*WHAT YOU SHOULD DO:* Give back all of the data exactly as it stands, with the pictures removed.

*DATA PROVIDED:*
--- START ---

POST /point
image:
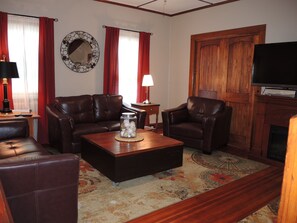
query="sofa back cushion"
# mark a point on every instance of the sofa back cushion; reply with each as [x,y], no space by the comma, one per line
[107,107]
[80,108]
[199,107]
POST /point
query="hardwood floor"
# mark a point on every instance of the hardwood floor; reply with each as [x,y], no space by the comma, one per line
[229,203]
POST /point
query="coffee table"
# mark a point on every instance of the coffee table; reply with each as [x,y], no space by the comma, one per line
[121,161]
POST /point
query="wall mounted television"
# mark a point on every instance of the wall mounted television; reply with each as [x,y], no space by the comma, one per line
[275,65]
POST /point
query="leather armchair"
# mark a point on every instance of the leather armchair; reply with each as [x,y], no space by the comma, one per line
[200,123]
[39,187]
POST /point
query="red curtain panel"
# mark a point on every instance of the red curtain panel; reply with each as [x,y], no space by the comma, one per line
[143,63]
[111,64]
[4,55]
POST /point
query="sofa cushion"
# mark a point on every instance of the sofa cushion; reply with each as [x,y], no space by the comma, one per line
[199,107]
[80,108]
[22,147]
[107,107]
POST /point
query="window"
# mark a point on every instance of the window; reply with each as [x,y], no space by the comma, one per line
[128,65]
[23,39]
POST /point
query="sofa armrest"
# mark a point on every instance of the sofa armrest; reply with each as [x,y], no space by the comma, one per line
[14,129]
[216,129]
[60,129]
[140,113]
[173,116]
[42,188]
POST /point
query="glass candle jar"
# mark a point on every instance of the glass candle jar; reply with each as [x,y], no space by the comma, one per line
[128,125]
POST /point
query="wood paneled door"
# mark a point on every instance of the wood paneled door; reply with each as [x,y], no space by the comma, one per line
[221,68]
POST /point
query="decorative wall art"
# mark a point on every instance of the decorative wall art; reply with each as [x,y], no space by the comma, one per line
[80,51]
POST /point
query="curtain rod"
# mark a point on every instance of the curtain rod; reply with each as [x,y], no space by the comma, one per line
[30,16]
[131,30]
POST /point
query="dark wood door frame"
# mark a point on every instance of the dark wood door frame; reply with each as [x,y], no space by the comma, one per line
[216,60]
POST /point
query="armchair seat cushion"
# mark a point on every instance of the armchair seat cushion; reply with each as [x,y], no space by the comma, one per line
[39,187]
[187,129]
[201,123]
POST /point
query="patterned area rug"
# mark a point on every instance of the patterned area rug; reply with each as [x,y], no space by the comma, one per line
[101,201]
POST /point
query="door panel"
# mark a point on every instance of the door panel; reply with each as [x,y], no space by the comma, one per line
[221,65]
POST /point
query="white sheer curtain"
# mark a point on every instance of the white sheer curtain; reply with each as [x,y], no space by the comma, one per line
[23,39]
[128,65]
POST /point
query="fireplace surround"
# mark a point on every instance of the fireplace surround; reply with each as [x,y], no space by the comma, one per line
[270,125]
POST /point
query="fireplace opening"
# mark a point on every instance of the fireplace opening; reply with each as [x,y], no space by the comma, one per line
[277,144]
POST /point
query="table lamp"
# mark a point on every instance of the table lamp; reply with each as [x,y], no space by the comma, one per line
[7,70]
[147,82]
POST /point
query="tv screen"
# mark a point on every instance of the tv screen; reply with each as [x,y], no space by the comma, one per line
[275,65]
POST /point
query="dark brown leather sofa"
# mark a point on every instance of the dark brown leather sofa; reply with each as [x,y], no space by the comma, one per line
[39,187]
[200,123]
[71,117]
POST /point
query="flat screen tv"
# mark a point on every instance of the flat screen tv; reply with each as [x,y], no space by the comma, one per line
[275,65]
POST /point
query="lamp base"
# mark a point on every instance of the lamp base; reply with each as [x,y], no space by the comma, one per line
[146,102]
[6,107]
[6,111]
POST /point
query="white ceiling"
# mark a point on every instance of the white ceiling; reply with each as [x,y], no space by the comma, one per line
[168,7]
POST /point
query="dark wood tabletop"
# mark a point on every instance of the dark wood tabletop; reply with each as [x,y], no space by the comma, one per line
[151,141]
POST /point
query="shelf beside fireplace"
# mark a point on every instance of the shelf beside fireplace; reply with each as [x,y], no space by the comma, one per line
[271,113]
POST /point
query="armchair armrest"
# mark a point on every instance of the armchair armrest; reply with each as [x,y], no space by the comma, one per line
[43,188]
[174,116]
[141,114]
[14,129]
[216,129]
[60,129]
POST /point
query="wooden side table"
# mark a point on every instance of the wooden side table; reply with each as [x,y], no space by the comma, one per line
[151,109]
[12,116]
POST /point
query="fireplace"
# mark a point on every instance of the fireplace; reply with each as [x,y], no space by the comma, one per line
[270,126]
[277,143]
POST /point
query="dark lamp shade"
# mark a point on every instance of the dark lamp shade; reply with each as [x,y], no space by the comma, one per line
[8,70]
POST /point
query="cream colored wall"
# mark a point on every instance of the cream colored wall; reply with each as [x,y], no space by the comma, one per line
[170,43]
[89,16]
[280,16]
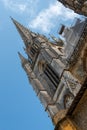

--- END ---

*SOLUTION TO THIS TASK:*
POST /point
image:
query="sofa back cushion"
# mark a point on every instance of the sofa back cushion; reply with each as [x,y], no space by the comma, one per line
[107,107]
[80,108]
[199,107]
POST /point
query="hardwood floor"
# mark a point on every instance of the hardwood floor; reply with each as [x,y], no space by the comma, one per line
[229,203]
POST /point
query="coffee table"
# mark a point on every instance of the coffee table; reply with each as [x,y], no space by the comma, one per line
[121,161]
POST /point
query="wall mounted television"
# mark a point on every instance of the wall mounted television; reply with each as [x,y], no space by the comma, one per line
[275,65]
POST /point
query="leather armchair"
# mark a point on every instance of the leather armchair; reply with each as [x,y], no space by the comma, one per line
[200,123]
[39,187]
POST /point
query="red curtain panel"
# mark a point on every instance of the red curtain panel; reply with each as [x,y], no space by the comma, one per line
[143,63]
[111,64]
[4,55]
POST /point
query="sofa cushion"
# mark a point on every instance of the sofa cushion; reply with each as [x,y], no space by the comma, one per line
[199,107]
[80,108]
[22,147]
[107,107]
POST /point
query="window"
# mark a point on every instance of the window; reply with each as [x,y], no space by the comma, one per line
[128,65]
[23,39]
POST /point
query="sofa armrest"
# mark a point on every instance of the sofa armrest; reply with each as [x,y], no space by the comma, one per line
[14,129]
[216,129]
[60,129]
[140,113]
[173,116]
[42,188]
POST /point
query="glass candle jar"
# mark a point on every instance of the glass candle jar; reply with each as [x,y], no space by the comma, one per line
[128,125]
POST /point
query="wood paneled door"
# mark a point on every instance of the wood paneled door; reply with each as [x,y], no space by the comma, one per line
[221,68]
POST /point
query="decorative wall art"
# mark a point on every instance of the decorative wall art; reply with each as [x,y], no space by the comma, one per line
[80,51]
POST /point
query="curtain rod"
# mark a point on every instance of the curtain rod; reply with each as [x,y], no space by the comma, one per line
[30,16]
[131,30]
POST /point
query="dark wood door frame"
# mark a point on every instance of the dark wood door frame; reply with each as [x,y], no space by the comma, one per line
[216,60]
POST /point
query="armchair seat cushion"
# mark a point on every instance of the armchair seat cushion; reply with each as [x,y], no space by the comma, one per line
[39,187]
[187,129]
[201,123]
POST /point
query="patterned area rug"
# mark a point on every instance of the patterned area rug; reply with each as [x,y], no space by the comma, one per line
[101,201]
POST /point
query="door panel"
# mark a point on every instance of the door panel; reply with each as [x,y], no space by the comma, one per line
[221,65]
POST /point
query="white sheer curtain"
# mark a point on every instance of the white sheer curtain; reply with each as [x,y], no space by the comma, one per line
[23,39]
[128,65]
POST /point
query="fireplace surround"
# mark a point on every instance of the fireplace surround; reply with each as [x,y], no space by the comma, one per line
[270,125]
POST /point
query="fireplace opening"
# mark a point on every instance of the fireplace opening; reply with each as [x,y], no space by the comma, one per line
[277,144]
POST /point
query="table lamp"
# mark a point on every instance of the table lamp; reply with each as [x,y], no space by the comma, one per line
[7,70]
[147,82]
POST /point
query="tv screen"
# mark a point on every instance of the tv screen; reply with each as [x,y], no space by the comma, one per line
[275,65]
POST /point
query="dark brown leather sofa"
# mark a point on every instance of the dark brown leather sofa; reply with each as [x,y], no space by the comma, one per line
[39,187]
[200,123]
[71,117]
POST /point
query="flat screen tv"
# mark a point on every instance of the flat screen tv; reply with each as [x,y], no space by the comma, one per line
[275,65]
POST /point
query="lamp base"
# mark a point on every instance of the lamp base; reply with each as [x,y], no space by the comma, one per line
[146,102]
[6,107]
[6,111]
POST /point
query="white ceiling"
# mark a point on every instance of the white ceiling; reply with each as [x,y], no space by the comma, one per line
[168,7]
POST /point
query="dark wood tabletop"
# mark a point on every instance of the dark wood tabletop; reply with each as [x,y], no space by the comma, one per line
[151,141]
POST /point
query="shelf beside fireplace"
# mark a point on every instance of the shelf beside fireplace; reply with each as [x,y], no space by the comma, one per line
[271,113]
POST /point
query="armchair armrest"
# mark a point on every instance of the armchair armrest; reply with each as [x,y], no space by the comma, one per line
[43,188]
[174,116]
[141,114]
[14,129]
[216,129]
[60,129]
POST /point
query="wooden side table"
# mark a point on every instance of the wooden side table; reply with each as [x,y], no space by the comma, one per line
[151,109]
[12,116]
POST /point
query="fireplace"
# mark a point on every instance of the fireplace; reply with each as [x,y], no space by the comma, one per line
[270,126]
[277,143]
POST /point
query="dark lamp shade"
# mark a point on every instance of the dark lamp shade; reply with each as [x,y], no space by the comma, one per line
[8,70]
POST /point
query="cream colored wall"
# mark a point on every instance of the cream colored wall; reply with each as [x,y], no space by the comma, one per line
[170,43]
[89,16]
[280,16]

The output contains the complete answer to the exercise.